**Stated goal:**
Write out, exactly as they appear, only the lines running from the line with "of the knuckle" to the final line of the listing; include both.

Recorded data
☆ ☆ ☆

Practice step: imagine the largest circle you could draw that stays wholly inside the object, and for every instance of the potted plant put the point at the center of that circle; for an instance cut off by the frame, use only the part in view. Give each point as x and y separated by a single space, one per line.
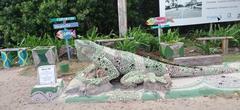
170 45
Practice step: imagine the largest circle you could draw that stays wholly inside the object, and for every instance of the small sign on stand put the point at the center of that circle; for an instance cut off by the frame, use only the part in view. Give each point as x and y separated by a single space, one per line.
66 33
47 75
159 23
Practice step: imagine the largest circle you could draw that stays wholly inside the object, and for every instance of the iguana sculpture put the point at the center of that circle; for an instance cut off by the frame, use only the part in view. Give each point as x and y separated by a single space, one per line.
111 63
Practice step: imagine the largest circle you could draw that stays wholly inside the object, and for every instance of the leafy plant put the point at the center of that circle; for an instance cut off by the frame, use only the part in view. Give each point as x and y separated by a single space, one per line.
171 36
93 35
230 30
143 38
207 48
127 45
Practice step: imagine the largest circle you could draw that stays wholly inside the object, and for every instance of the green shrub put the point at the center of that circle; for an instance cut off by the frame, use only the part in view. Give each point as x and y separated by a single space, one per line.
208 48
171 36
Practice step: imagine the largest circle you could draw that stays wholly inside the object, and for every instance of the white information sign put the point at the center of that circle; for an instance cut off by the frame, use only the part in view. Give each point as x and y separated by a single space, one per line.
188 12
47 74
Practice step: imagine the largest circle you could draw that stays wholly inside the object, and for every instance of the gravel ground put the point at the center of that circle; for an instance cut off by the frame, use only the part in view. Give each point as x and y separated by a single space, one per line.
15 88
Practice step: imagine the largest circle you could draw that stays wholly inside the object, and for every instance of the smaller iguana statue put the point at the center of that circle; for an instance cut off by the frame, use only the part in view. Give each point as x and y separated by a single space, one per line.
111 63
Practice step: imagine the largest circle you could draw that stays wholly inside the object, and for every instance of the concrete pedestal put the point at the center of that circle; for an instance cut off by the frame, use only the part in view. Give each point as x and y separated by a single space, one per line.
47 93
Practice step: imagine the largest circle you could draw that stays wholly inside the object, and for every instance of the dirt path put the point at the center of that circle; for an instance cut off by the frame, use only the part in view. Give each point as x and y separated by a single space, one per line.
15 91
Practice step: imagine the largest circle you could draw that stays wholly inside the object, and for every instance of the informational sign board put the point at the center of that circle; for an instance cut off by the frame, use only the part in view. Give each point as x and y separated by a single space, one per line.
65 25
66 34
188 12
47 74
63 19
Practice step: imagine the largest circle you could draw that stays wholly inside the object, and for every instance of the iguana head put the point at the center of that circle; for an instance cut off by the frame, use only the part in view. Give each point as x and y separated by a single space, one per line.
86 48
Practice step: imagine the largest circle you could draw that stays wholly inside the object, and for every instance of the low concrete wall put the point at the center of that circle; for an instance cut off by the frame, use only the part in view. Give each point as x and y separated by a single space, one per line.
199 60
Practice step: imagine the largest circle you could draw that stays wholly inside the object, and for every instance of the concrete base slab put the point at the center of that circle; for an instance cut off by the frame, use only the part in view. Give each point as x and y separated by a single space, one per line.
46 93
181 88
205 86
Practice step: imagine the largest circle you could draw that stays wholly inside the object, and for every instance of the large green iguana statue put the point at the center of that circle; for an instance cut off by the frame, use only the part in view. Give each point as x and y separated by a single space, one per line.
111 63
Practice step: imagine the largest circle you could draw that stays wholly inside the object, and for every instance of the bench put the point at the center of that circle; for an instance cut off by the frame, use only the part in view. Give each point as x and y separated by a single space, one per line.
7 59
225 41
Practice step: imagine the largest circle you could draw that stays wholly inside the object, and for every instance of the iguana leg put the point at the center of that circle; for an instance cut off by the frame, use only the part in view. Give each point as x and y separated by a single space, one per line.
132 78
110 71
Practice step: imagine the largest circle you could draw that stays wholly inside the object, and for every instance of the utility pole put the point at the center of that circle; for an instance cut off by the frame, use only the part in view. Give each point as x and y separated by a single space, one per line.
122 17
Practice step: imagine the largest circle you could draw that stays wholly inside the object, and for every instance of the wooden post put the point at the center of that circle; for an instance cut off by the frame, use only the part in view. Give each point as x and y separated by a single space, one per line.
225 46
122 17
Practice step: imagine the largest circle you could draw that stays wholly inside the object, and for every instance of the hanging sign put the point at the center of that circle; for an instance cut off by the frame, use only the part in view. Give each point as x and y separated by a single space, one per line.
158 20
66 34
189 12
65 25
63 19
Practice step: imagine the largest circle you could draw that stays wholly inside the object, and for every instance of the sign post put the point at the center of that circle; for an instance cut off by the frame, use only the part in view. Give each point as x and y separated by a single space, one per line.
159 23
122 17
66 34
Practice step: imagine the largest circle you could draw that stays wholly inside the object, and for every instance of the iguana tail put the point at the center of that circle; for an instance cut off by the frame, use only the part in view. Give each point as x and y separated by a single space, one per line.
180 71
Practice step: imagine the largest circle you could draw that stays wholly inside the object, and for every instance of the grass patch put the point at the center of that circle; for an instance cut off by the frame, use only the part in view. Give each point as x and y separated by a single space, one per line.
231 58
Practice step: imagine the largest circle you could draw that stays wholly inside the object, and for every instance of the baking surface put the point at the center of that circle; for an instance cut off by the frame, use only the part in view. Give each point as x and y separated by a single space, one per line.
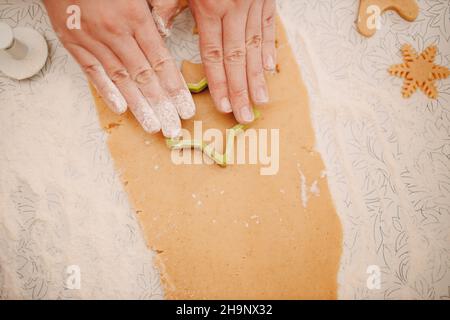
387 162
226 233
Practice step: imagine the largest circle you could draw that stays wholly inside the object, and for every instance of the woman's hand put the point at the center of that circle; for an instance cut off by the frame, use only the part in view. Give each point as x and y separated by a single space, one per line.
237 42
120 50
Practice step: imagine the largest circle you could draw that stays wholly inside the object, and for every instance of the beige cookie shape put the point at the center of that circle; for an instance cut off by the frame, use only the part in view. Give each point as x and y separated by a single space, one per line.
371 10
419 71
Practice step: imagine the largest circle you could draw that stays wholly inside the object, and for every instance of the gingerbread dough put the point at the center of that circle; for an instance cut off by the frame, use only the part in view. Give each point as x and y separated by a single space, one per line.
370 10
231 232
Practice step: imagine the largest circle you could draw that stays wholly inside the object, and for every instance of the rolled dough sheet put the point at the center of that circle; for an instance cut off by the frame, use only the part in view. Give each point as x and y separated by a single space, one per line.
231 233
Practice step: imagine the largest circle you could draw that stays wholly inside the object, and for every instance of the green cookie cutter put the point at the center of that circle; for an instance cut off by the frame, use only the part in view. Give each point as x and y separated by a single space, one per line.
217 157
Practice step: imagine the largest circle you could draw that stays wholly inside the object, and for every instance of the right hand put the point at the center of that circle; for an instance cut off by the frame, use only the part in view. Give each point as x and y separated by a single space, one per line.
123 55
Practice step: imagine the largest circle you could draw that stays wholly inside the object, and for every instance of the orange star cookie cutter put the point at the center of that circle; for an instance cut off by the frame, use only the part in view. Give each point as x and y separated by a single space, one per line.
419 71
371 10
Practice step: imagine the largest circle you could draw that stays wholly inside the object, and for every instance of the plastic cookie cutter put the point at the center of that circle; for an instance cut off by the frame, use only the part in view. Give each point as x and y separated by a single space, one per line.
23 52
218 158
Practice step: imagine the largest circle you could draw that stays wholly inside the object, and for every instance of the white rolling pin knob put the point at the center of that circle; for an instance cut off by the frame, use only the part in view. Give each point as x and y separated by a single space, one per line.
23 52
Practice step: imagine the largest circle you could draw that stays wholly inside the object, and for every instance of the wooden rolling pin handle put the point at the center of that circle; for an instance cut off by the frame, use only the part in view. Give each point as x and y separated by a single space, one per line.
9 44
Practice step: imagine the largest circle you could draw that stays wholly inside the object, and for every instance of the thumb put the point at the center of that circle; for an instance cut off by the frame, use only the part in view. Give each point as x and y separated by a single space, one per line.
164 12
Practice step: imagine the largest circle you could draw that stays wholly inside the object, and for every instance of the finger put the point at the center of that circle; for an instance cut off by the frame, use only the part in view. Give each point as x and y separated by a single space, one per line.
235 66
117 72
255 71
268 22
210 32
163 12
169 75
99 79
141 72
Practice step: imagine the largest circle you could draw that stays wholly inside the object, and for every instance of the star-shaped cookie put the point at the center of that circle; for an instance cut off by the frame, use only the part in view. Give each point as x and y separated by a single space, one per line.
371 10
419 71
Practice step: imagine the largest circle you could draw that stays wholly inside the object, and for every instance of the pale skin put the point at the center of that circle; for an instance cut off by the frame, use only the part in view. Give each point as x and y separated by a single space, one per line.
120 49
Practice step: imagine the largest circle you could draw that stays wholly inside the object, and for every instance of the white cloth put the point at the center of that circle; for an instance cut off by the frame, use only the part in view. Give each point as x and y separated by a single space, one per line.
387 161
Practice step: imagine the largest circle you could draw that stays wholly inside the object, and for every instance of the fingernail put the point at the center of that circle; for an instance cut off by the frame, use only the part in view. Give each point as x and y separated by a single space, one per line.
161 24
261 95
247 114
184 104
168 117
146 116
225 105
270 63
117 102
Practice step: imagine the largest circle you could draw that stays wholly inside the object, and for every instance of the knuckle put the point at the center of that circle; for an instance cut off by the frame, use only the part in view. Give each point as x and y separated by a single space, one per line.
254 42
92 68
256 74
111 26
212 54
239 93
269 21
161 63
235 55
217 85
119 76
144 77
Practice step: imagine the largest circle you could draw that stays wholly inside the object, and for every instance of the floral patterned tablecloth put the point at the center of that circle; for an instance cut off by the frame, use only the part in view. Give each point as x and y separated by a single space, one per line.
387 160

☆ ☆ ☆

**Written solution:**
Practice step: imagine the largest circle you could draw that stays wholly inside the object, and for every instance of the knuckle put the point at the center of that circle; for an instance cut off by the frame, use only the part in view. Give each point as x and y separated by a single space, one per line.
254 42
92 68
256 74
111 26
212 54
239 93
269 21
161 63
235 55
217 85
119 76
144 77
Practice step: imagine the largest circle you could draw that stays wholly inside the object, and for every instance of the floral patterned tablecloth put the point at the center of that circle; for an instance cut off by the frame, use only the part in view. Give each point as x and y separated by a single space, one per line.
387 160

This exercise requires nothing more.